Exercise description: Gather every line of the listing below that contains the string "step", and reproduce each of those lines in full.

** BEGIN Data for this task **

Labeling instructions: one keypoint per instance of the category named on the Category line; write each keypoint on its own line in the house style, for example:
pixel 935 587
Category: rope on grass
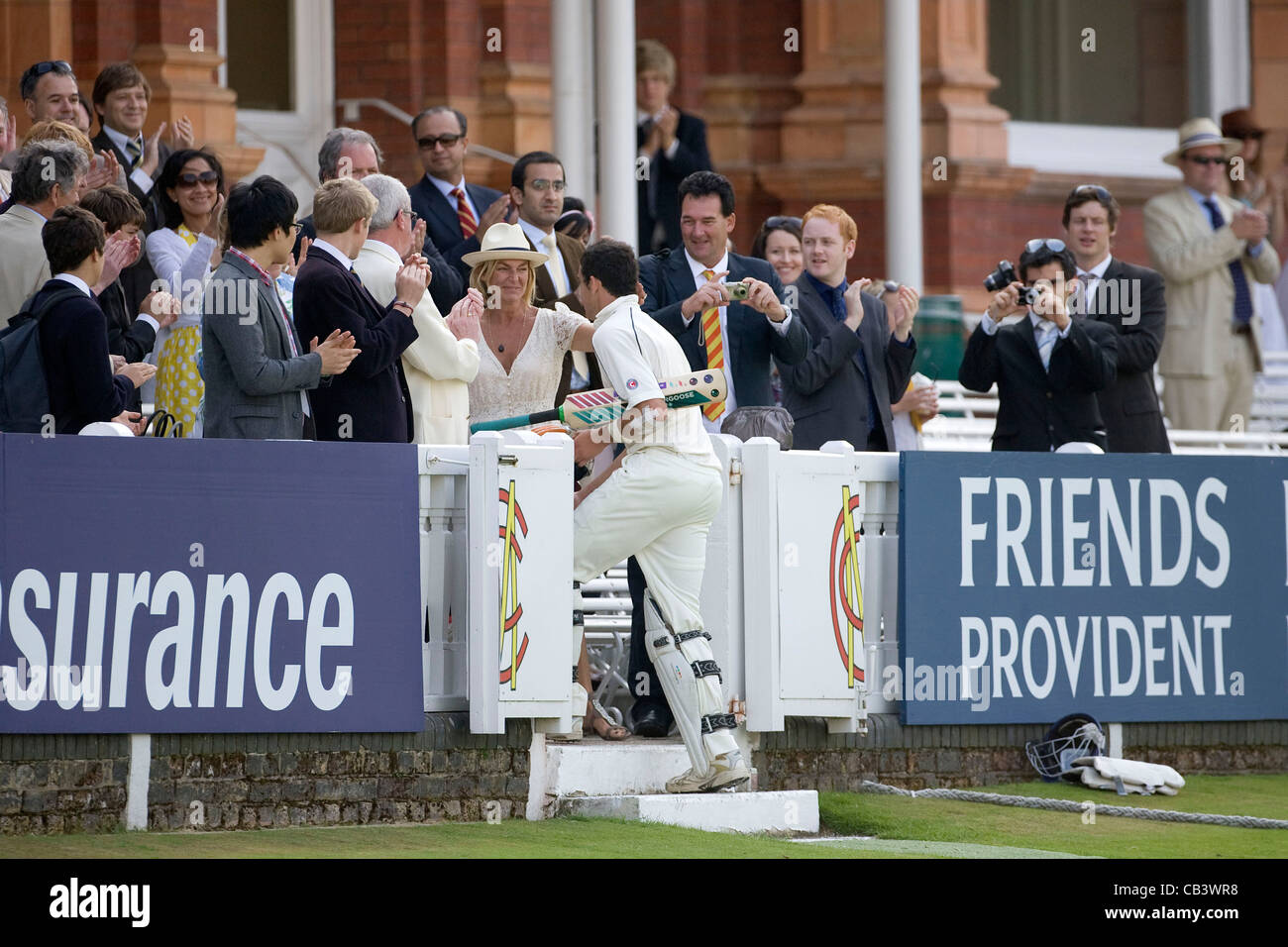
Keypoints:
pixel 1069 805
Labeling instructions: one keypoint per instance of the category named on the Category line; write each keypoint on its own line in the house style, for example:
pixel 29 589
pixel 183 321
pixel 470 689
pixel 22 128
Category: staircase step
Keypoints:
pixel 599 768
pixel 794 812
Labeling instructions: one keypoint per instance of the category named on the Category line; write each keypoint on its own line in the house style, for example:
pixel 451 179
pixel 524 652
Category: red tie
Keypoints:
pixel 464 214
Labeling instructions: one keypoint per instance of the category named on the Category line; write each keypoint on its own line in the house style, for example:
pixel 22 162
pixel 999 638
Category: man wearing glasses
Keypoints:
pixel 456 214
pixel 1211 249
pixel 1129 299
pixel 256 368
pixel 1048 365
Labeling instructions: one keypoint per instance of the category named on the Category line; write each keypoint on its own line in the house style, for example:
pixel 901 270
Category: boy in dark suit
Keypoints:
pixel 72 335
pixel 862 356
pixel 1048 367
pixel 370 401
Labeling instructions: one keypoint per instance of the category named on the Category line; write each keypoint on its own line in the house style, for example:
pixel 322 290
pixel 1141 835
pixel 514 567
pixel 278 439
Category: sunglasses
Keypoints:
pixel 1099 192
pixel 1052 244
pixel 59 65
pixel 446 141
pixel 191 179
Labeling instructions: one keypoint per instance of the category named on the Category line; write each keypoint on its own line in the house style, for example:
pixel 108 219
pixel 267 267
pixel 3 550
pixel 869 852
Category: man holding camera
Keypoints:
pixel 1047 367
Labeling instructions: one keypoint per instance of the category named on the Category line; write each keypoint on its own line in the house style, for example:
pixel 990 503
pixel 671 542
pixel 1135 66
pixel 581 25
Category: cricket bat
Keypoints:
pixel 592 408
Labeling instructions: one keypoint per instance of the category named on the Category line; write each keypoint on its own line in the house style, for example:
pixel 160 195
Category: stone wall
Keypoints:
pixel 806 757
pixel 52 785
pixel 76 784
pixel 62 784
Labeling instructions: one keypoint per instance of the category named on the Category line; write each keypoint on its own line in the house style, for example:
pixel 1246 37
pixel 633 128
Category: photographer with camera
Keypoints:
pixel 1048 365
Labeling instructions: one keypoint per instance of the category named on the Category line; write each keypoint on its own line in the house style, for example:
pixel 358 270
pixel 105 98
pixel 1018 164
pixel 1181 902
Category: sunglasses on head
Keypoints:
pixel 191 179
pixel 446 141
pixel 1095 189
pixel 59 65
pixel 1051 244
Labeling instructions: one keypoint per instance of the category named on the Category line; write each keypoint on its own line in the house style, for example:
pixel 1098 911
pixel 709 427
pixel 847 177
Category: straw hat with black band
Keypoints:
pixel 503 241
pixel 1198 133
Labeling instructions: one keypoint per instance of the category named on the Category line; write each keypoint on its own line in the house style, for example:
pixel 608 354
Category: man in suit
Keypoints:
pixel 537 189
pixel 257 371
pixel 438 367
pixel 686 291
pixel 1129 299
pixel 862 357
pixel 353 154
pixel 1048 367
pixel 456 214
pixel 121 95
pixel 1211 249
pixel 72 343
pixel 370 402
pixel 48 176
pixel 674 145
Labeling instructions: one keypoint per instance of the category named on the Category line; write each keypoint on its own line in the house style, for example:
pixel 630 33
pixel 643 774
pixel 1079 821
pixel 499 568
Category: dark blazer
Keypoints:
pixel 373 392
pixel 127 337
pixel 446 287
pixel 1041 410
pixel 253 380
pixel 442 226
pixel 669 281
pixel 1131 300
pixel 77 371
pixel 102 142
pixel 691 157
pixel 827 393
pixel 137 279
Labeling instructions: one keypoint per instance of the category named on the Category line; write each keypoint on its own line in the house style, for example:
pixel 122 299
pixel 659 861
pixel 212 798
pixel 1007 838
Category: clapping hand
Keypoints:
pixel 464 318
pixel 902 311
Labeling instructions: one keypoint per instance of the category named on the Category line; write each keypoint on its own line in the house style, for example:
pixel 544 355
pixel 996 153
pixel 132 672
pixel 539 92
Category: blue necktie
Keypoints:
pixel 1241 296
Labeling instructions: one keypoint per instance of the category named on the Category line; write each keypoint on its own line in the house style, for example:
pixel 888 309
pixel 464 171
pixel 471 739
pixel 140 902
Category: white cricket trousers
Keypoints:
pixel 658 508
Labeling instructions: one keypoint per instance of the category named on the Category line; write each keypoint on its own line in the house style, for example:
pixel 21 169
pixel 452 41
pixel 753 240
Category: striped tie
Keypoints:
pixel 1046 342
pixel 713 341
pixel 464 214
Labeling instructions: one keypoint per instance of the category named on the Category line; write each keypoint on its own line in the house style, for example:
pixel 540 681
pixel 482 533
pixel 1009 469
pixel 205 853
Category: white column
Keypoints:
pixel 1220 56
pixel 574 116
pixel 903 142
pixel 614 68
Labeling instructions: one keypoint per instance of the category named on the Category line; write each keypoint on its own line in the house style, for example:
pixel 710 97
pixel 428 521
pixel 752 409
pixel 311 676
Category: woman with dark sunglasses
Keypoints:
pixel 183 253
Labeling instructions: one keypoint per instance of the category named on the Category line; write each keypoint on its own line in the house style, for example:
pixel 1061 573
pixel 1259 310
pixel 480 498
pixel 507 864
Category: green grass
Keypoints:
pixel 902 826
pixel 934 819
pixel 566 838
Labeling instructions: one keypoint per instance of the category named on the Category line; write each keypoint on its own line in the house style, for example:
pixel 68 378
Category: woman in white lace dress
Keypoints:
pixel 522 347
pixel 520 357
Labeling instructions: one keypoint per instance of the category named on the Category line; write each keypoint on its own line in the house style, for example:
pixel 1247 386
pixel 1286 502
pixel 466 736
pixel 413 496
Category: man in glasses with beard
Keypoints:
pixel 1048 365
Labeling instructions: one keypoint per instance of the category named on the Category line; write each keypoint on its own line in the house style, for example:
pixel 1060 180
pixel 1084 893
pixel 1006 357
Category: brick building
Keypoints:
pixel 1019 101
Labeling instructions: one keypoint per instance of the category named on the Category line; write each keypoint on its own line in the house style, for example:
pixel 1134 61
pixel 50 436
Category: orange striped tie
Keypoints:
pixel 713 341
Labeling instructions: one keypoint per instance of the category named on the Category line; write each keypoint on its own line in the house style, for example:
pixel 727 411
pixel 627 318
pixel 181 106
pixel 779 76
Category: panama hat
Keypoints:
pixel 1198 133
pixel 503 241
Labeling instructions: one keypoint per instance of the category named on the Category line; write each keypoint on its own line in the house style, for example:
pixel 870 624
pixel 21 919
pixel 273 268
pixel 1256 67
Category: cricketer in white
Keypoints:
pixel 656 502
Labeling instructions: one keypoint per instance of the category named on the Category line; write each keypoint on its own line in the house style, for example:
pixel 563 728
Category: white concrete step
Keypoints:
pixel 794 812
pixel 600 768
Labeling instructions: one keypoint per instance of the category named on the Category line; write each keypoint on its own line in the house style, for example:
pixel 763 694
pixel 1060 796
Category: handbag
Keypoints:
pixel 162 424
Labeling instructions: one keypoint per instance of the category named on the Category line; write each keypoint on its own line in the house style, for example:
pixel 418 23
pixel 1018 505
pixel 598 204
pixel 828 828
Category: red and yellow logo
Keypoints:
pixel 511 530
pixel 844 587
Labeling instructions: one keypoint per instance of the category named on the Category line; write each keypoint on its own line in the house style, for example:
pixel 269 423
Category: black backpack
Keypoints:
pixel 24 392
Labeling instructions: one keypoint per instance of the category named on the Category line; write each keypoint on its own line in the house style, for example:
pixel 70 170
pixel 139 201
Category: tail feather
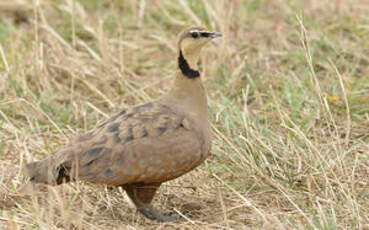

** END Data for this task **

Task solution:
Category: staircase step
Category: white concrete step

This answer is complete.